■ INSTRUCTIONS FOR THE TASK
Retyping the entries exactly is all that is required.

■ SUPPLIED RECORDS
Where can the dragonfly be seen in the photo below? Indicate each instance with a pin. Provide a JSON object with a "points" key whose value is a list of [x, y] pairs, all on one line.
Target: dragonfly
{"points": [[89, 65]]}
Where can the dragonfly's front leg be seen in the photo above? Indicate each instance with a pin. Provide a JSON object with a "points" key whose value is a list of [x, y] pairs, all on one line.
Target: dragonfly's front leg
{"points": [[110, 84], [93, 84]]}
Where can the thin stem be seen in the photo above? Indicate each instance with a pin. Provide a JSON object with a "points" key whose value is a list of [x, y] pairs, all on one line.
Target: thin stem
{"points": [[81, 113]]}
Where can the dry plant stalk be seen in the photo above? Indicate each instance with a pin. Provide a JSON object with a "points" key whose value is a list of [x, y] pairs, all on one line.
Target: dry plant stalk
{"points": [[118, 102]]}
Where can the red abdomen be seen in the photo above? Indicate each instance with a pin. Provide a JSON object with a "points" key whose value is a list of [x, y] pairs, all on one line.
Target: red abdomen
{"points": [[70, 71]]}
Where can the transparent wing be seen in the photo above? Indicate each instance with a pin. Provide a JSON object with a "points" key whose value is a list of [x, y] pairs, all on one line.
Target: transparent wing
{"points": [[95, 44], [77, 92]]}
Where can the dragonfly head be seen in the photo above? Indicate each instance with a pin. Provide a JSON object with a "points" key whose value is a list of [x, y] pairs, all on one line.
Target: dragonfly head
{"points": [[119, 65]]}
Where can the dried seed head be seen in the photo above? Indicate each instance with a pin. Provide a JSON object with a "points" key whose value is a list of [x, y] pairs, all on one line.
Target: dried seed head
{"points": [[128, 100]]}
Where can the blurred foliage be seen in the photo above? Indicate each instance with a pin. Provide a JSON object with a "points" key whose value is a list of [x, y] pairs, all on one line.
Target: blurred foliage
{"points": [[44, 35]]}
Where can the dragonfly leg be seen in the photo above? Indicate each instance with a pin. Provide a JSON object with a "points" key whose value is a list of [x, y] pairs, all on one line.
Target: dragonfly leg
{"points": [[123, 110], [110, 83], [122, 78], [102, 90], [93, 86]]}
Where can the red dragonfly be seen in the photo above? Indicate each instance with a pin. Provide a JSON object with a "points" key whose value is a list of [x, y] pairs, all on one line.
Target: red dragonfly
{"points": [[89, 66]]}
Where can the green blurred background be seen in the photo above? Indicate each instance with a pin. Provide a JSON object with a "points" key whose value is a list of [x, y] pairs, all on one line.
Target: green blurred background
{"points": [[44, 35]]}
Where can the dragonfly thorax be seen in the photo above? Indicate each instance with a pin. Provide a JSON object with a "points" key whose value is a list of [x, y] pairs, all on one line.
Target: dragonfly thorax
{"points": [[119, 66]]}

■ SOLUTION TO THIS EXERCISE
Where can the dragonfly be seen in the photo below? Indicate each instance with a pin. Provide a JSON object with a "points" key whose value is a list of [x, y] pairs, all on one line.
Target: dragonfly
{"points": [[89, 65]]}
Where can the dragonfly's front leg be seen in the photo above? Indicate each instance with a pin. Provide a JSON object with a "points" key whose value is a list of [x, y] pairs, all on one line.
Target: dragonfly's front leg
{"points": [[110, 84], [93, 84]]}
Where can the thin stem be seen in the photo above? Indicate each instance with a pin. Provide a JSON object with a "points" key whose value is a list of [x, y] pairs, all on one line.
Target: thin stem
{"points": [[81, 113]]}
Where can the dry plant stalk be seen in the photo above? Indicate each instance with a pin. Provide a JSON object with a "points" key whose value is a list of [x, y] pairs, all on one line.
Target: dry plant stalk
{"points": [[118, 102]]}
Where can the red abdomen be seen in the photo above? Indicate each instance with a pin. Provide a JSON object with a "points" key whose value is a list of [x, y] pairs, all on one line.
Target: red abdomen
{"points": [[70, 71]]}
Where can the transparent wing be seen in the photo above? Indicate each instance with a pin. Provide a JSON object with a "points" key whose value is a list of [x, y] pairs, all on one line.
Target: transparent wing
{"points": [[95, 44], [77, 92]]}
Where can the dragonfly head be seen in the photo above? Indicate each instance with a pin. Provide a JSON object with a "points" key whose value is a list of [x, y] pairs, all on one line.
Target: dragonfly head
{"points": [[119, 65]]}
Where can the dried seed head be seen in the photo above? Indicate each instance with a pin. Provide a JSON object with a "points" key whose value is a list of [x, y] pairs, all on one line.
Target: dried seed head
{"points": [[128, 100]]}
Where can the blurred foliage be seen in the photo above? Indicate each instance with a pin. Provide a JSON object with a "points" key whose value is a list of [x, y] pairs, all on one line.
Target: blurred foliage
{"points": [[44, 35]]}
Where can the dragonfly leg be seen in the photo above? Indicate each instance with a pin. Provide a JSON object with a "points" key whose value is a list of [x, y] pairs, all on one line.
Target: dragonfly leg
{"points": [[123, 110], [110, 83], [122, 78], [102, 90], [93, 86]]}
Where can the red dragonfly be seen in the photo above? Indicate each instance with a pin. Provide a JSON object with a "points" key whose value is a list of [x, y] pairs, all on one line.
Target: red dragonfly
{"points": [[89, 66]]}
Where can the green blurred background be seen in the photo above? Indicate each instance with a pin. Provide a JSON object with a "points" key whose value is a list of [x, y] pairs, all on one line.
Target: green blurred background
{"points": [[44, 35]]}
Where can the dragonfly thorax be seen in the photo above? Indicate each instance with a pin. Provide a JSON object with a "points" key whose value is a list of [x, y] pairs, all on one line.
Target: dragonfly thorax
{"points": [[119, 66]]}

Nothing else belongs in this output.